**PASSAGE**

Integrating Fisher divergence yields an exact, tractable gradient for KL optimization in diffusion variational inversion.

A machine-rendered reading of the paper's core claim, the machinery that carries it, and where it could break.

The paper shows that score-based inverse methods rely on approximate KL minimization between the inversion distribution and the true posterior, which produces mode collapse and poor uncertainty estimates. It replaces those approximations with an exact formulation that optimizes the KL divergence by integrating the Fisher divergence, then derives an equivalent gradient that can be computed without bias. This single change unifies variational mass-covering behavior with amortized single-step reconstruction and extends naturally to other divergences. The resulting framework is tested on inpainting, super-resolution microscopy, and radio interferometry, where it recovers multimodal posteriors and calibrated uncertainties that prior methods miss. A sympathetic reader would care because the same approximation gap appears in many diffusion-based scientific imaging pipelines.

Core claim

Principled Posterior Matching (PPM) returns to the fundamentals of variational inference by formulating the exact optimization of the KL divergence via the integration of Fisher divergence. The paper derives a tractable, equivalent gradient form of this integral that enables precise optimization without the biases of prior approximations. The analysis shows that mode collapse in earlier methods follows directly from the approximation gap, and the new formulation unifies mass-covering variational inference with amortized single-step reconstruction while generalizing to a broader family of divergences.

What carries the argument

The integral of the Fisher divergence, which supplies a tractable and unbiased gradient equivalent to exact KL minimization between the inversion distribution and the Bayesian posterior.

If this is right

  • Mass-covering divergences improve inversion diversity and uncertainty quantification compared with mode-seeking approximations.
  • The same formulation supports training an efficient reconstruction network for single-step inference.
  • The integral construction extends directly to other divergence families without changing the overall optimization structure.
  • Reconstruction fidelity, multimodal posterior recovery, and calibrated uncertainty all improve on inpainting, fluorescent microscopy, and black-hole imaging tasks.

Raw records:
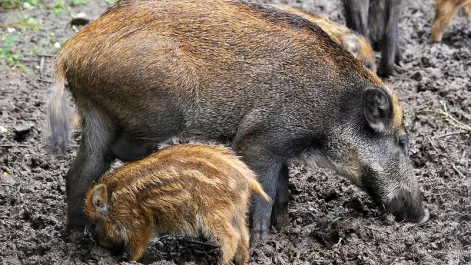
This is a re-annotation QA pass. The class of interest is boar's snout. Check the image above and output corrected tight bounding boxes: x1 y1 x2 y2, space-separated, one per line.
385 189 430 224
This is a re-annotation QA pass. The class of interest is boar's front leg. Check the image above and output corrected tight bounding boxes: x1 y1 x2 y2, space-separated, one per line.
234 138 284 244
66 106 114 229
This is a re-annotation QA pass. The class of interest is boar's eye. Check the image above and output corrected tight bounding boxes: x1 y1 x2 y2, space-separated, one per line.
398 134 409 154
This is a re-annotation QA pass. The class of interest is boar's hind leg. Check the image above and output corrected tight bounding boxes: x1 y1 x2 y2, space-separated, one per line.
271 164 289 231
432 0 459 42
378 0 402 76
343 0 370 39
66 106 113 228
234 213 250 265
235 143 284 243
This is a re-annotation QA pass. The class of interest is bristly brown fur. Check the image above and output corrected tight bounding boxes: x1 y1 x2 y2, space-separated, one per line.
270 4 376 72
85 144 270 264
50 0 423 243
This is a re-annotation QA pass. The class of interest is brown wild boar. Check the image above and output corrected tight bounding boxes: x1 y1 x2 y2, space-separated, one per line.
270 4 376 73
48 0 428 241
85 144 270 264
432 0 471 42
343 0 402 76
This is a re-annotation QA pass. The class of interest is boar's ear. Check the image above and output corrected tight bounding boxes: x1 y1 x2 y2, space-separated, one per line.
91 184 108 215
363 87 392 132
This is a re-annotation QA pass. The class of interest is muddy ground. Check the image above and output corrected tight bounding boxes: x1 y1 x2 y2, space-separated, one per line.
0 0 471 265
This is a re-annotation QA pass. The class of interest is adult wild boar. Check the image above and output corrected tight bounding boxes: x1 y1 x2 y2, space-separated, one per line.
49 0 428 241
270 4 376 73
432 0 471 42
343 0 402 76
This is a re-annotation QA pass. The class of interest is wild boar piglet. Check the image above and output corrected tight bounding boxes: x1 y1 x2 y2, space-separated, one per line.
85 144 270 264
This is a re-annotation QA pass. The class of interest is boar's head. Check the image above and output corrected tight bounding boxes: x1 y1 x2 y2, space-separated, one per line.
311 87 429 223
85 184 125 254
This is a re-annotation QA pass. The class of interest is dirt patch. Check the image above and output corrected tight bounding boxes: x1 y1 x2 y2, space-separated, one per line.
0 0 471 264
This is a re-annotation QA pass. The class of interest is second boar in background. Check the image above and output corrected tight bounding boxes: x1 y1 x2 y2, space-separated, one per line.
343 0 402 76
48 0 429 242
432 0 471 42
85 144 270 265
270 4 376 72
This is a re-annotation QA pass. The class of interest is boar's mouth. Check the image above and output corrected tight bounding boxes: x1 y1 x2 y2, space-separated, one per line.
383 189 430 224
362 167 430 224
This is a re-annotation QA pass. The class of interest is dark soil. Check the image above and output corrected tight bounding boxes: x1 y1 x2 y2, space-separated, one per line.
0 0 471 264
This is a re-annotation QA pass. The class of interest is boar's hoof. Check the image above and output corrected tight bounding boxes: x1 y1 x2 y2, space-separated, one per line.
418 209 430 224
250 230 269 244
62 227 93 245
377 65 394 77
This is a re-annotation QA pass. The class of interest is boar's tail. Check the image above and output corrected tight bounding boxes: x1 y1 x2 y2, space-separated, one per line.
250 178 271 202
46 58 74 153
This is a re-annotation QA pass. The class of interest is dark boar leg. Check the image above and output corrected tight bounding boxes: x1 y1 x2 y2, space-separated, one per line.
244 151 283 243
432 0 462 42
128 226 152 261
66 106 113 228
271 164 289 231
344 0 370 39
378 0 402 76
234 214 250 265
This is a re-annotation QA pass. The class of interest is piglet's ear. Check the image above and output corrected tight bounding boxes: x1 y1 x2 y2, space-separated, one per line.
363 87 392 132
91 184 108 215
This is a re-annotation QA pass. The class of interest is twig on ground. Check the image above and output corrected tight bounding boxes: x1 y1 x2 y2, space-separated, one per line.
39 56 44 78
180 238 218 248
451 163 466 179
432 131 466 140
362 225 381 232
427 137 439 153
38 78 54 84
438 101 471 132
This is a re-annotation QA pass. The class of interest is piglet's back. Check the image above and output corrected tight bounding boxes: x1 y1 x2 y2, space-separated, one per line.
101 145 263 210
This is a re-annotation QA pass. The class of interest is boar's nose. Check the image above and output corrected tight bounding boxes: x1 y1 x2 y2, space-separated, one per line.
386 189 430 224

**WRITTEN TASK A**
In the summary of Principled Posterior Matching, what does mode collapse in earlier methods follow directly from?
**WRITTEN TASK B**
Continue the summary of Principled Posterior Matching, starting after the last point shown.

**EXPECTED OUTPUT A**
It follows directly from the approximation gap.

**EXPECTED OUTPUT B**
Where Pith is reading between the lines

These are editorial extensions of the paper, not claims the author makes directly.

  • The same Fisher-integral trick could be applied to other generative models that currently rely on approximate score matching for inverse problems.
  • If the gradient equivalence holds under distribution shift, PPM could reduce the need for task-specific fine-tuning in scientific imaging pipelines.
  • The framework makes uncertainty quantification in diffusion inversion comparable to traditional Bayesian methods, which would allow direct use of the recovered posteriors in downstream scientific inference.

Load-bearing premise

The integration of Fisher divergence produces a gradient that is exactly equivalent to KL optimization and can be implemented without introducing new approximations.

What would settle it

An experiment that measures the KL divergence achieved by PPM versus prior score-based methods on a known multimodal posterior and shows that PPM does not reduce the gap to the true minimum.

Figures

Figures reproduced from arXiv: 2605.25042 by He Sun, Weijian Luo, Weimin Bai, Yifei Wang, Yuxuan Gu.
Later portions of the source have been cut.